*Text under study*
::::
The third twist in this economic story comes from global geopolitics. The US has decided to impose a 25 per cent tariff on a broad range of Indian exports starting August 27. Around 20 per cent of India’s exports go to the US, and roughly two-thirds of these will be impacted. HSBC estimates suggest that these tariffs could shave 0.3 percentage points off annual GDP growth — or up to 0.7 percentage points if tariffs escalate further. The impact may be especially hard on small and medium businesses in sectors like textiles, jewellery, and processed foods, all of which are labour-intensive. Weakening exports could also hit foreign direct investment and corporate capital expenditure at a time when India is counting on private sector investment to drive the next leg of growth, it said.

There are signs of diplomatic engagement. Following meetings between US President Donald Trump and the presidents of Russia and Ukraine, reports indicate a push for a peace summit, which could ease tensions around sanctions. India’s decision to remove import tariffs on cotton may also help open doors for further trade negotiations with the US.
::::
*Information given*
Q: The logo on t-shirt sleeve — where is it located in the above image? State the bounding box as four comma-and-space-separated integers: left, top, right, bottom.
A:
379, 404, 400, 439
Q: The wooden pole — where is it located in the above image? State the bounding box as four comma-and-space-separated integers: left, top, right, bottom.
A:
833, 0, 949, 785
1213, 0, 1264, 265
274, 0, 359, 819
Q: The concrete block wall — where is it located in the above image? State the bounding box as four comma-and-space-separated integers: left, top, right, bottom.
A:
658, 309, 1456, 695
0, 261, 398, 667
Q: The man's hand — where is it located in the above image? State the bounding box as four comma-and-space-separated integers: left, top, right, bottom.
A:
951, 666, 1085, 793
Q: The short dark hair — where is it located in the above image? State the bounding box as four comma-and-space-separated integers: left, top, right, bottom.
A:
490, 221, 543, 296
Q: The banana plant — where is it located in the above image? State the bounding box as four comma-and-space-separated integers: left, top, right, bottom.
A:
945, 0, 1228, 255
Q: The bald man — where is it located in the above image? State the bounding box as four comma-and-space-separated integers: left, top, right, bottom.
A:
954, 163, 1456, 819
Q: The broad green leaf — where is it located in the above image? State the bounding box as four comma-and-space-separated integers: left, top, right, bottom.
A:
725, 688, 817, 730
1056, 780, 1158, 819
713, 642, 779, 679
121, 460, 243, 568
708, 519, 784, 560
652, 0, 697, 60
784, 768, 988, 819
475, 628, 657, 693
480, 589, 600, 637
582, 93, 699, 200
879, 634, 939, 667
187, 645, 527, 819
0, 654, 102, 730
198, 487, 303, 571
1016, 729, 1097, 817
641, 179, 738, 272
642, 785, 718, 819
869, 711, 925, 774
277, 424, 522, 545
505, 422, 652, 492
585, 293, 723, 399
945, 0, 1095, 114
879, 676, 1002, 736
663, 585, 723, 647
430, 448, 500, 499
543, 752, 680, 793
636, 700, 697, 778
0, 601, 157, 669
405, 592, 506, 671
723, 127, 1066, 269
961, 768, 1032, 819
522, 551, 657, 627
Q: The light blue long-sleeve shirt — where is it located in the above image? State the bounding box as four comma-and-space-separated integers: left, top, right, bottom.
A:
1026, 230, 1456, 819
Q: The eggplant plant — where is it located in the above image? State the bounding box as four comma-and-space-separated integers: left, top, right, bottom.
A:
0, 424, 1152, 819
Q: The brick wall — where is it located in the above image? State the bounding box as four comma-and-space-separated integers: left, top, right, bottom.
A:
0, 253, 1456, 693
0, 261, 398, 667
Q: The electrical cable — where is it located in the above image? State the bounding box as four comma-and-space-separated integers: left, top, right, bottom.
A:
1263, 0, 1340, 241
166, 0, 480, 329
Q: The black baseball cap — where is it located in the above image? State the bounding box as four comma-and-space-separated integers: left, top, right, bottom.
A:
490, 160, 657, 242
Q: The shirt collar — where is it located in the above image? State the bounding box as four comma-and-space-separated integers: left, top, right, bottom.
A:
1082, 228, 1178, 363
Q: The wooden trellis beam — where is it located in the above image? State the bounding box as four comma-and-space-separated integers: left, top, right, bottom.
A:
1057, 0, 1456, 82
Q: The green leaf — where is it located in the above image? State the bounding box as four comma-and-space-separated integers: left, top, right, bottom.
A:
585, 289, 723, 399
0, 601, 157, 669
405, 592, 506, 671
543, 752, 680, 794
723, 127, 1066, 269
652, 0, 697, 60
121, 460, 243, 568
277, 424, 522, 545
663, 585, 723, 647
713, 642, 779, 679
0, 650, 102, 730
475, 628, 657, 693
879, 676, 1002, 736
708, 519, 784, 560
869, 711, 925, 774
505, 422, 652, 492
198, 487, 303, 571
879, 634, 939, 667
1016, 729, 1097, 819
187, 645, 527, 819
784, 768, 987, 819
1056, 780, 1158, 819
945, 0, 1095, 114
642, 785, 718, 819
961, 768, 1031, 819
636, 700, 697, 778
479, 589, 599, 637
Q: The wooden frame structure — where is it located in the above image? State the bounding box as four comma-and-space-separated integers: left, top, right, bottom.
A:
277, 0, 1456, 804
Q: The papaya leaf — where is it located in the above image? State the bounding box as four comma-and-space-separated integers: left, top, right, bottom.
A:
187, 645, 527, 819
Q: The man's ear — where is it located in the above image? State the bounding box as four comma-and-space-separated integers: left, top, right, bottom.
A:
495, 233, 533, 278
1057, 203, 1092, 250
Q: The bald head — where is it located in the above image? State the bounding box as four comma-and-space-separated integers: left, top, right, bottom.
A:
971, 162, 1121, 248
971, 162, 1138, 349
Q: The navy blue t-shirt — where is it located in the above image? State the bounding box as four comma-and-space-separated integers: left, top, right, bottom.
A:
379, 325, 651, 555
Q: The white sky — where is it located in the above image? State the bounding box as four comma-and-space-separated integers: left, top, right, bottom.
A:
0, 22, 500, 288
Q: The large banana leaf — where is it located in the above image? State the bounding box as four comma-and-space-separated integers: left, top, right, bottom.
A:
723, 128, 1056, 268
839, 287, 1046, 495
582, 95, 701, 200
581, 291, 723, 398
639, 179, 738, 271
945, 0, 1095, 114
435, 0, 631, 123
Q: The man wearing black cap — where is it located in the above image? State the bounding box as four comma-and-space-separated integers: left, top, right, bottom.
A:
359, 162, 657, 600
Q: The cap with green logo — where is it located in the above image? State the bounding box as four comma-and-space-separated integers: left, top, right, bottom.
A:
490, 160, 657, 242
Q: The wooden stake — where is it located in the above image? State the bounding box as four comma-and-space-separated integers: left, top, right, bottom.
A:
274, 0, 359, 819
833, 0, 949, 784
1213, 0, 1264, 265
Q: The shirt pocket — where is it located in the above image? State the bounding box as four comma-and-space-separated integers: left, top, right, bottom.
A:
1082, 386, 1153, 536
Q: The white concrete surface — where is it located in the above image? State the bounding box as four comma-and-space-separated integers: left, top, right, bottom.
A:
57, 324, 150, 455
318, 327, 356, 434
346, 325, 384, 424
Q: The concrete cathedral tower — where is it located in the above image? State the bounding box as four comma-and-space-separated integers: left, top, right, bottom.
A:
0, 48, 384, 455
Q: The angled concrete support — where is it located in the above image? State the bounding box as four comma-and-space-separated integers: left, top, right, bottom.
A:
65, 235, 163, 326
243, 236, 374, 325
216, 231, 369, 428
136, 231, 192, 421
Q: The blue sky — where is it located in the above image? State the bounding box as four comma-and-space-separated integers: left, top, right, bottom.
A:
::::
*Work instructions*
1. Rewrite the passage on US tariffs and Indian exports, starting with "There are signs" and going on through "with the US.", and substitute "peace conference" for "peace summit".
2. Pick up the passage on US tariffs and Indian exports where it stops and continue it.

*Exercise answers*
1.
There are signs of diplomatic engagement. Following meetings between US President Donald Trump and the presidents of Russia and Ukraine, reports indicate a push for a peace conference, which could ease tensions around sanctions. India’s decision to remove import tariffs on cotton may also help open doors for further trade negotiations with the US.

2.
The HSBC report said that India should seize this moment with a clear and coordinated growth strategy — offering short-term support to exporters, exploring room for monetary easing, and pushing ahead with long-pending structural reforms. These include reducing import tariffs on intermediate goods, fast-tracking trade deals (such as with the EU), and removing domestic bottlenecks through deregulation and labour code implementation.

The decisions taken now will determine whether this triple jolt sets off a chain reaction of sustainable growth — or just momentary shifts in the clouds.